The data:
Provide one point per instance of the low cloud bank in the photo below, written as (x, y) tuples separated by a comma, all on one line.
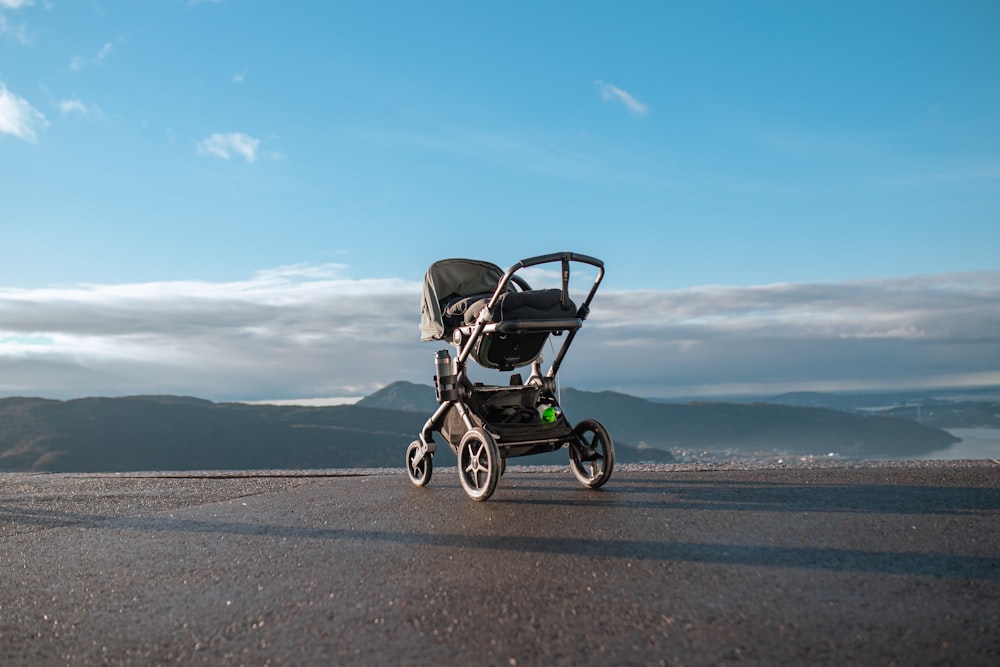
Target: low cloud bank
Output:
[(306, 331)]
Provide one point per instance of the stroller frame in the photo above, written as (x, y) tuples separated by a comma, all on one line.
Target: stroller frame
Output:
[(486, 424)]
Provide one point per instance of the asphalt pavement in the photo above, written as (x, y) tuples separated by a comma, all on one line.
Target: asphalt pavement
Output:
[(895, 564)]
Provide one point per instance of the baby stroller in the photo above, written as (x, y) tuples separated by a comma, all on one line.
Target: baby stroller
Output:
[(495, 318)]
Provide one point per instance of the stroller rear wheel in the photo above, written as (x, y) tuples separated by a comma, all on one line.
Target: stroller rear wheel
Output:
[(479, 464), (419, 468), (592, 454)]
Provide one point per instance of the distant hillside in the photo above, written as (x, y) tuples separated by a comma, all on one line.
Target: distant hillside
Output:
[(968, 408), (402, 395), (745, 426), (755, 427), (181, 433)]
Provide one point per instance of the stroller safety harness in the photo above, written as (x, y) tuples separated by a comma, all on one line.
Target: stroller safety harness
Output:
[(495, 318)]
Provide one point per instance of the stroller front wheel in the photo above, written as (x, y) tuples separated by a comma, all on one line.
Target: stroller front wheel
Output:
[(479, 464), (592, 453), (419, 468)]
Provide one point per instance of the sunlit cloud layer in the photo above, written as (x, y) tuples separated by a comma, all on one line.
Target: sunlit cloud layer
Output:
[(230, 144), (18, 117), (310, 331), (613, 93)]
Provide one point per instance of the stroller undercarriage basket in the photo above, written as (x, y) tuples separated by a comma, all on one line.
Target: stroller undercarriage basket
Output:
[(495, 318)]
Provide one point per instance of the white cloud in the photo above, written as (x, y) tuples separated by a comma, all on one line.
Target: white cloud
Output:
[(226, 145), (18, 32), (309, 330), (18, 117), (77, 63), (611, 92), (80, 109)]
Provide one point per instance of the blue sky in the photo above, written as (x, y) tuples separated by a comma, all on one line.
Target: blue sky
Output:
[(177, 179)]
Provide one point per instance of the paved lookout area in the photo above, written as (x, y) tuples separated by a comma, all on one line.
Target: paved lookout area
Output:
[(874, 564)]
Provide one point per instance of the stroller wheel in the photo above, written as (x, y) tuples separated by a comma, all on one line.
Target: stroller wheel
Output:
[(479, 464), (592, 453), (419, 469)]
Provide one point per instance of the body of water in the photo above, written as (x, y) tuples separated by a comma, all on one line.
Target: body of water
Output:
[(977, 443)]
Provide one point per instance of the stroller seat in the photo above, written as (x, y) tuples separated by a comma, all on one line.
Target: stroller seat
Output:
[(546, 304), (457, 291)]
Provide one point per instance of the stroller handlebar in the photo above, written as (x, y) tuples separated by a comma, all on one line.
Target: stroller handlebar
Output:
[(558, 257)]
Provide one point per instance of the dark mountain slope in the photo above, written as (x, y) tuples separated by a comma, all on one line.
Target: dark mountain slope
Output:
[(179, 433), (745, 426)]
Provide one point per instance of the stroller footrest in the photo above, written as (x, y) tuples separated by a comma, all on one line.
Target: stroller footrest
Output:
[(524, 326)]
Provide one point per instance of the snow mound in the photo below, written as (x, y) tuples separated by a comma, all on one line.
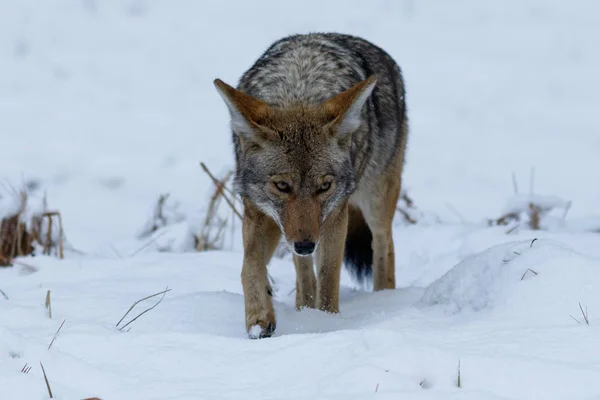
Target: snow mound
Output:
[(487, 278)]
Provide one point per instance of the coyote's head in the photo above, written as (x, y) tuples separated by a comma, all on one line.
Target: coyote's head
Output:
[(293, 163)]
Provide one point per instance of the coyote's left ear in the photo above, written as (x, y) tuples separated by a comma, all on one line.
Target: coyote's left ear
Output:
[(247, 113), (345, 108)]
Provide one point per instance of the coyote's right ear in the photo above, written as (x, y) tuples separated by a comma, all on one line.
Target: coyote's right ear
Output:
[(247, 113)]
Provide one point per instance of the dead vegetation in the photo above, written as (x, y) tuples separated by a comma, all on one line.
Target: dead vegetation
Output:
[(20, 234), (528, 210), (406, 208)]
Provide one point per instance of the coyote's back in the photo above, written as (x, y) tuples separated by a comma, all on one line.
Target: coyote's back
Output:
[(319, 131)]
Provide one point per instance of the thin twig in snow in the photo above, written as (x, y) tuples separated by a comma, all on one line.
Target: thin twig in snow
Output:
[(154, 239), (49, 304), (164, 292), (515, 187), (56, 334), (47, 383), (528, 270), (455, 212), (585, 315), (221, 185)]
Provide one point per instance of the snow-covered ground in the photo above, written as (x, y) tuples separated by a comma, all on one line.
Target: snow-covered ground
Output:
[(104, 105)]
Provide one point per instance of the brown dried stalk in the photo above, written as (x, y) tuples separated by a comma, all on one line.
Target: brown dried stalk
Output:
[(47, 383)]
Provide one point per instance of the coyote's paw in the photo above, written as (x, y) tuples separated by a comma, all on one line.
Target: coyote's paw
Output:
[(260, 326)]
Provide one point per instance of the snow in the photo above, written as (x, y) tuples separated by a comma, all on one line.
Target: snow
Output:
[(105, 105)]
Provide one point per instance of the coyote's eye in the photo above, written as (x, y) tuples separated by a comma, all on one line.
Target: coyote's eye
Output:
[(325, 186), (283, 186)]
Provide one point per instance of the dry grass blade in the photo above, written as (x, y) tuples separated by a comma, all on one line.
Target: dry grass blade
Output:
[(221, 186), (47, 383), (164, 292), (145, 245), (534, 217), (15, 240), (585, 314), (18, 238), (56, 334), (458, 382), (526, 271)]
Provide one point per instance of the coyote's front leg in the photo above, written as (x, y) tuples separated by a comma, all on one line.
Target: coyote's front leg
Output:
[(330, 256), (261, 236)]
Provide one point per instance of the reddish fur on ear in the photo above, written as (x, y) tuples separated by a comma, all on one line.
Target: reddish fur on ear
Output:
[(253, 110), (344, 109)]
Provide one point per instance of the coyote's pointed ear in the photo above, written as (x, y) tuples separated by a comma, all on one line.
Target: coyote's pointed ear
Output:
[(247, 113), (345, 108)]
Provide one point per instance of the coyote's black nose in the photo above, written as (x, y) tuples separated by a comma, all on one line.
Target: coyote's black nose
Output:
[(304, 248)]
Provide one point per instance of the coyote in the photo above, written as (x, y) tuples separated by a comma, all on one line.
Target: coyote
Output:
[(319, 131)]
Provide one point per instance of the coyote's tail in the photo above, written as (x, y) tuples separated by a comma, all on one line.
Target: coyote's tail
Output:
[(358, 253)]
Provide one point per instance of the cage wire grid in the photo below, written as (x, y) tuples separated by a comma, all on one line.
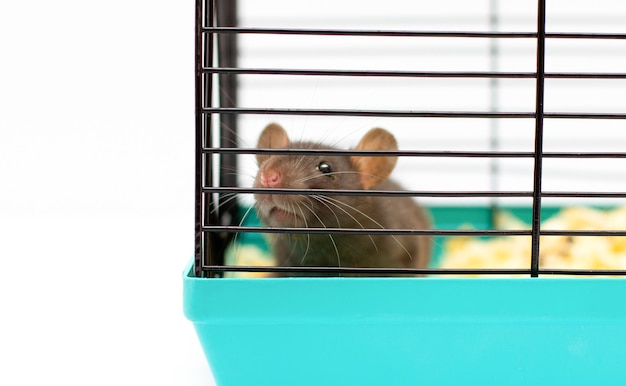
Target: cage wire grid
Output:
[(216, 73)]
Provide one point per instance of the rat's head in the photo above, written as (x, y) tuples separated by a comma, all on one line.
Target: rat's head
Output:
[(317, 172)]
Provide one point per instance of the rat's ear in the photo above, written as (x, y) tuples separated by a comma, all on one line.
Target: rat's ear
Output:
[(374, 170), (272, 137)]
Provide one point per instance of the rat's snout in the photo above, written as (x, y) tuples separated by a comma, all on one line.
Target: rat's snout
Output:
[(270, 179)]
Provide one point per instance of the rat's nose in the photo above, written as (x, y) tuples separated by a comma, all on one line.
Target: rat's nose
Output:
[(270, 179)]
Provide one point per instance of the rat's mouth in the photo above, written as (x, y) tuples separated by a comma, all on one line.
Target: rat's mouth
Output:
[(281, 214)]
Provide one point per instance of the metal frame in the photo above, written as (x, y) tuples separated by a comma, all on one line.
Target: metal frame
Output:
[(216, 25)]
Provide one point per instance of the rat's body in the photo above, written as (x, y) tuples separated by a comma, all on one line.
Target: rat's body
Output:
[(326, 211)]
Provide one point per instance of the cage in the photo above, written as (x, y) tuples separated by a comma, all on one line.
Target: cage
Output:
[(523, 156)]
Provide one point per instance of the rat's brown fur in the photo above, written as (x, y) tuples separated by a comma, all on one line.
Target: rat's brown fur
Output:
[(317, 211)]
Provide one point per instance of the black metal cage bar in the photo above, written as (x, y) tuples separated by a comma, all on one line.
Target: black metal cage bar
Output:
[(216, 137)]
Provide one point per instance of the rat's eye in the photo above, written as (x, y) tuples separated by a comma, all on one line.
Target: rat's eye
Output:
[(325, 168)]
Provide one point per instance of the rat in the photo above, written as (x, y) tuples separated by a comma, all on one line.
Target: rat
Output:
[(326, 211)]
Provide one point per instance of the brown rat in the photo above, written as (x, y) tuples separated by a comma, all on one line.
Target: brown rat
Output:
[(325, 211)]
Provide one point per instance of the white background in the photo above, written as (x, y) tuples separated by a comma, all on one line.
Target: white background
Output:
[(96, 158)]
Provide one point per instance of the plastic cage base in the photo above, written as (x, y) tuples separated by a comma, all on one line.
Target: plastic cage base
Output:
[(391, 331)]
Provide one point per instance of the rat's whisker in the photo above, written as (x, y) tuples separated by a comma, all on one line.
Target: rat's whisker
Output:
[(324, 200)]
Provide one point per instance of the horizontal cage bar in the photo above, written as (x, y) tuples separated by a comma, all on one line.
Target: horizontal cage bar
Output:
[(406, 113), (410, 74), (413, 153), (406, 33), (416, 271), (411, 193)]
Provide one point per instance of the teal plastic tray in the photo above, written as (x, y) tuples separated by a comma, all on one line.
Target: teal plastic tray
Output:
[(405, 331)]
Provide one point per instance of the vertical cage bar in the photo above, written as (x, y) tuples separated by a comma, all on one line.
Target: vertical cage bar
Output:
[(213, 244), (494, 135), (198, 253), (227, 57), (536, 212), (206, 245)]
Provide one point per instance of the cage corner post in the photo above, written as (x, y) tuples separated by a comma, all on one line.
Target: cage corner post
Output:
[(538, 151), (209, 246)]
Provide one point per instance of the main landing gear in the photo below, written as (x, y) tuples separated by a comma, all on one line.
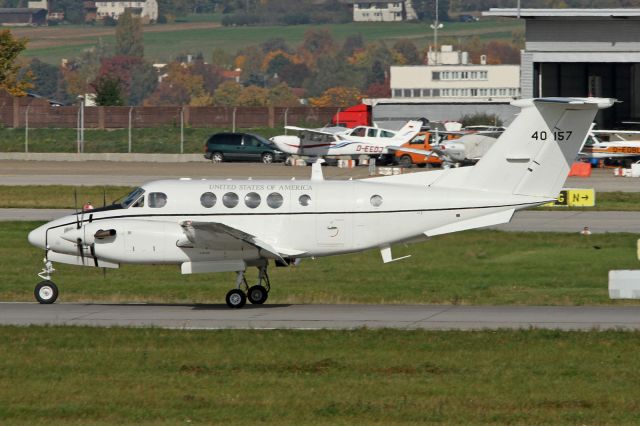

What to work on:
Among the lines above, count those containing the string "hillside"; please give the count alone.

Exercise output:
2